(Extracted records)
┄┄┄┄┄┄┄┄┄┄

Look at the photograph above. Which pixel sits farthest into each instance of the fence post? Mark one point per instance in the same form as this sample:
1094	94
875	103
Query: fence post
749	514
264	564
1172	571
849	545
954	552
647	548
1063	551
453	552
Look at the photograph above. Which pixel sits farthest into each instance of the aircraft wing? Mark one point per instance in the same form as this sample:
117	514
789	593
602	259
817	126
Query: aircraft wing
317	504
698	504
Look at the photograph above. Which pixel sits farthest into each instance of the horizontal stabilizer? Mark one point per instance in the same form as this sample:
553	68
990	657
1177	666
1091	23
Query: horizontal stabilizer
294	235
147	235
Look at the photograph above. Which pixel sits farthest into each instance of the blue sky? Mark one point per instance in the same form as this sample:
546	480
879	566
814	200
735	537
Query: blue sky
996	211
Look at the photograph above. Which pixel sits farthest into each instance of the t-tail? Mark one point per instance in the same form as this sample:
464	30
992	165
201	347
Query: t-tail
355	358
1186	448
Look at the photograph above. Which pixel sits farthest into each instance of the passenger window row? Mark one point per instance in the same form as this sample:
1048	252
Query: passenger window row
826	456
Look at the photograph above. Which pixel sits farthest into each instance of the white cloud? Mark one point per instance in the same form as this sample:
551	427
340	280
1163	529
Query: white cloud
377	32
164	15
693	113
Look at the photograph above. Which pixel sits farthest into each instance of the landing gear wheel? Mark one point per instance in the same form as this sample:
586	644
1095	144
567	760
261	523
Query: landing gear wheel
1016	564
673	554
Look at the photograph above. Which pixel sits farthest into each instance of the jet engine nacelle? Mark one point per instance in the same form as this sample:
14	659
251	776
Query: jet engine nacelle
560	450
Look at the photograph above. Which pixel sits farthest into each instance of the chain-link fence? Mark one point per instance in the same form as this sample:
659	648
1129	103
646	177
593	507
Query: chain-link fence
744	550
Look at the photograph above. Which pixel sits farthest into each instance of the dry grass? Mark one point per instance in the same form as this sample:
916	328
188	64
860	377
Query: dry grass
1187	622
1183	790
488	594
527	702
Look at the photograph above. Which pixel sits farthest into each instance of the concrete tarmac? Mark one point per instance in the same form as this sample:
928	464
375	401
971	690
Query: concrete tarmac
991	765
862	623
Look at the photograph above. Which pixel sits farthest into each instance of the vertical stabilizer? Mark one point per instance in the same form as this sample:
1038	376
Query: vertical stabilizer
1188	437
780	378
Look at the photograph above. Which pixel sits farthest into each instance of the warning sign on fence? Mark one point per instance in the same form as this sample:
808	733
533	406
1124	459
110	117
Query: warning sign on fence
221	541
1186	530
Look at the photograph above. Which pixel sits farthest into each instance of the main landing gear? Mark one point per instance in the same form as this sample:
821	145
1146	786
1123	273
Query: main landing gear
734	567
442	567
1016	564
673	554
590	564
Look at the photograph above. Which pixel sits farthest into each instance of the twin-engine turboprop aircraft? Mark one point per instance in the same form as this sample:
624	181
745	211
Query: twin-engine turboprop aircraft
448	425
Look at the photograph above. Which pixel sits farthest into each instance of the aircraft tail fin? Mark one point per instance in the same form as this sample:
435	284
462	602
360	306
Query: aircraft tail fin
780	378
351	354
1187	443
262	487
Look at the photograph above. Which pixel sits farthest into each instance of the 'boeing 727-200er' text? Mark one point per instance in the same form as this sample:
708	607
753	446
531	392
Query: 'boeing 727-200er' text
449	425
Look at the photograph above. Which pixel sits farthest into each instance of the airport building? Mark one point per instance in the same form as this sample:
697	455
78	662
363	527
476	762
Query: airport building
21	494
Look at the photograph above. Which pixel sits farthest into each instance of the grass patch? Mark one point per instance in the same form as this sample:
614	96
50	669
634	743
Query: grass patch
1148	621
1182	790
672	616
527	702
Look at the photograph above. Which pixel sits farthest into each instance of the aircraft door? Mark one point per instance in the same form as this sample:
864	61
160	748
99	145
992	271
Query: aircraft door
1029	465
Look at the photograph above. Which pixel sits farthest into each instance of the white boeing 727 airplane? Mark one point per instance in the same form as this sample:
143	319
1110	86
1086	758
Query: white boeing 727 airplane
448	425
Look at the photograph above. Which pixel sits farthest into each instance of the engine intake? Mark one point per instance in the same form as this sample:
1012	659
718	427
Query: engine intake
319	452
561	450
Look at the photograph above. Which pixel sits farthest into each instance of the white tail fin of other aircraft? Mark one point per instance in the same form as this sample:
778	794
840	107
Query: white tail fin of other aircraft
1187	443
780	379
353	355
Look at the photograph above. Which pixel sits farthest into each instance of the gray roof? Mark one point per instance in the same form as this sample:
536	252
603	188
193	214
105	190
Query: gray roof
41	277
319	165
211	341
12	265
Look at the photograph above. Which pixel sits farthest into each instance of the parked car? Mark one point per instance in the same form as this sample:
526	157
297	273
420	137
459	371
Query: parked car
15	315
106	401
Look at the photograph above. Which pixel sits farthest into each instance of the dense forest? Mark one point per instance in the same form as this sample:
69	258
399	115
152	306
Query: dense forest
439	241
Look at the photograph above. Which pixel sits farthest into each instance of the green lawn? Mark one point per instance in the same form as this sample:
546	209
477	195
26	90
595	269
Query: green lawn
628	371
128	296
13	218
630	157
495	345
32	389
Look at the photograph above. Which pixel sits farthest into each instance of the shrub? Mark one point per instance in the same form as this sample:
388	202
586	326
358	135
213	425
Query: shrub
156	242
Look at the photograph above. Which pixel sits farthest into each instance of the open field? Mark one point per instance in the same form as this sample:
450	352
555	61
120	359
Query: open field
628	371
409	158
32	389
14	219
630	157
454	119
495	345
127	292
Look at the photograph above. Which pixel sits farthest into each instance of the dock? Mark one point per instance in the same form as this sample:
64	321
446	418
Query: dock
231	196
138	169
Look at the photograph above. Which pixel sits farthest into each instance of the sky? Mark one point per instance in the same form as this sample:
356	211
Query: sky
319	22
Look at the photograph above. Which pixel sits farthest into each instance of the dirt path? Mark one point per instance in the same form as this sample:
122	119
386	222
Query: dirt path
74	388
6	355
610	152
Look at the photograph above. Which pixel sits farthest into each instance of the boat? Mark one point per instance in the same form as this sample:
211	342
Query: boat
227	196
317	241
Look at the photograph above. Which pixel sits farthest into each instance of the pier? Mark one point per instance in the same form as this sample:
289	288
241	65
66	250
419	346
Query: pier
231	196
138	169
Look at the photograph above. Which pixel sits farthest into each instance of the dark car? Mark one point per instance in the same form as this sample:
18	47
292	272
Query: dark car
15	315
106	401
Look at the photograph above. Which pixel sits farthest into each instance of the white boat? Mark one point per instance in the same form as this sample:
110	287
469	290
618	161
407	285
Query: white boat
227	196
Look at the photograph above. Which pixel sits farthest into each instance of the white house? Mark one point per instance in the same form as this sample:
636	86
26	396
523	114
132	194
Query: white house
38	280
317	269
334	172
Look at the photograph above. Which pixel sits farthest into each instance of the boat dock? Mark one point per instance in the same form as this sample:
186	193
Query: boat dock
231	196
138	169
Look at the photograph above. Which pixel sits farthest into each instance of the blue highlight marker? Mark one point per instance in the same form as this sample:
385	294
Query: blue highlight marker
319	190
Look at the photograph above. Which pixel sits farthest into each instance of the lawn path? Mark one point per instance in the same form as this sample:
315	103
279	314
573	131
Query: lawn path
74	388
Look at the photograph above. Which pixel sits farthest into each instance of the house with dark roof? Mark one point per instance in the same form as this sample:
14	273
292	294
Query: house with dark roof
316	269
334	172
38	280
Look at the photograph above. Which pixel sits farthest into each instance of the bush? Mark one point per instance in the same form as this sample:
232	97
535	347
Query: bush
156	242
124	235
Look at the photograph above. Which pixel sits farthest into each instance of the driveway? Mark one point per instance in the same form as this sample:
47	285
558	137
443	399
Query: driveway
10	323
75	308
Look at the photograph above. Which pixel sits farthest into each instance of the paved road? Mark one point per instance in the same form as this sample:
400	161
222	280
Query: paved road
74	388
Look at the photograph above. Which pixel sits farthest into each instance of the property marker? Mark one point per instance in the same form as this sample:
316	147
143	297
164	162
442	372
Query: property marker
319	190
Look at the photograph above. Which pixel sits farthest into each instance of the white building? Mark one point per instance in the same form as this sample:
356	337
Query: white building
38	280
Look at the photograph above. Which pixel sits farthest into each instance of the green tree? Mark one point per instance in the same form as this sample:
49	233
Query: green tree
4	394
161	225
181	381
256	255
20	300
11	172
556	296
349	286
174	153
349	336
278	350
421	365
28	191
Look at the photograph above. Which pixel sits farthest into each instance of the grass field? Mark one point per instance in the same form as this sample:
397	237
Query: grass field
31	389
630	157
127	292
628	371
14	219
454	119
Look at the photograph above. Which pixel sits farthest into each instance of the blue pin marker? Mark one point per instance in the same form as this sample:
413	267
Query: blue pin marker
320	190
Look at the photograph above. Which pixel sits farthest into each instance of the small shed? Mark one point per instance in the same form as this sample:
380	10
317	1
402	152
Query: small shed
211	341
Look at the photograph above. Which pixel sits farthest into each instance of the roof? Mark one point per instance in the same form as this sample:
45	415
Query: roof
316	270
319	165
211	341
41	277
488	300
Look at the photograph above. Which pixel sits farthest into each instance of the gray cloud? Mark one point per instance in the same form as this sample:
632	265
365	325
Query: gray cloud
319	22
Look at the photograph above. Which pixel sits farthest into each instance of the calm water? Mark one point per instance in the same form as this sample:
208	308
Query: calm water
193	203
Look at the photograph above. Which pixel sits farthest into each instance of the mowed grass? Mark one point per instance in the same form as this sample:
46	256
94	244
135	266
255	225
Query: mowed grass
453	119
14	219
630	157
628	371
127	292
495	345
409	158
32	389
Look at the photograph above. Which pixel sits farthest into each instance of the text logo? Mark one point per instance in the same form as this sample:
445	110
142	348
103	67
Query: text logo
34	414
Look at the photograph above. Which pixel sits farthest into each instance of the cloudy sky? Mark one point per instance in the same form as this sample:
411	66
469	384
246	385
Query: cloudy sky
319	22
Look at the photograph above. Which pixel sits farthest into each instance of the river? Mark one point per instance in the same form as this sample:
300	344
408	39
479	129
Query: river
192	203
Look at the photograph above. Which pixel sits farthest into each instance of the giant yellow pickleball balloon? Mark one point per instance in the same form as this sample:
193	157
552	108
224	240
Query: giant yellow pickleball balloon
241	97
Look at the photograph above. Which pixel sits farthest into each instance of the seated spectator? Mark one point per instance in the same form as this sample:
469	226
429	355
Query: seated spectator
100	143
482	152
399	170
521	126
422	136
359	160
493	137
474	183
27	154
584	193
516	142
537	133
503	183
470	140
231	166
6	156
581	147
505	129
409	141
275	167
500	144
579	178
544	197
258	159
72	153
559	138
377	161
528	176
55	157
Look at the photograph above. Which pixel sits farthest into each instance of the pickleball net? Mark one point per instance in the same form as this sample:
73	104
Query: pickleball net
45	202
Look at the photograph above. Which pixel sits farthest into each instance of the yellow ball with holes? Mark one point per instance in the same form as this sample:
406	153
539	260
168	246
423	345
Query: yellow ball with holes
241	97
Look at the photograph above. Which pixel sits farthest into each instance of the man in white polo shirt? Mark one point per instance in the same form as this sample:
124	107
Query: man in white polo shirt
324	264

┄┄┄┄┄┄┄┄┄┄

#### [WHAT YOU NEED TO DO]
Transcribe exactly, and only, the lines from the one bearing "of the pickleball" through the last line of the entries, counting both.

#### [SOLUTION TO THIS PROBLEM]
Look at the photograph above. Which pixel sits farthest into each instance of the pickleball net? Mark one point per instance in the same form as this sample:
73	104
Query: pickleball net
45	202
Look at the photograph above. Which pixel sits farthest into each instance of the yellow ball with holes? Mark one point per instance in the same form as this sample:
406	153
539	260
168	246
423	345
Query: yellow ball with holes
241	97
Look at the photograph above. Which pixel sits farthest into each instance of the man in white polo shirt? Mark one point per instance in the same form as this sample:
124	107
Query: man in white polo shirt
324	264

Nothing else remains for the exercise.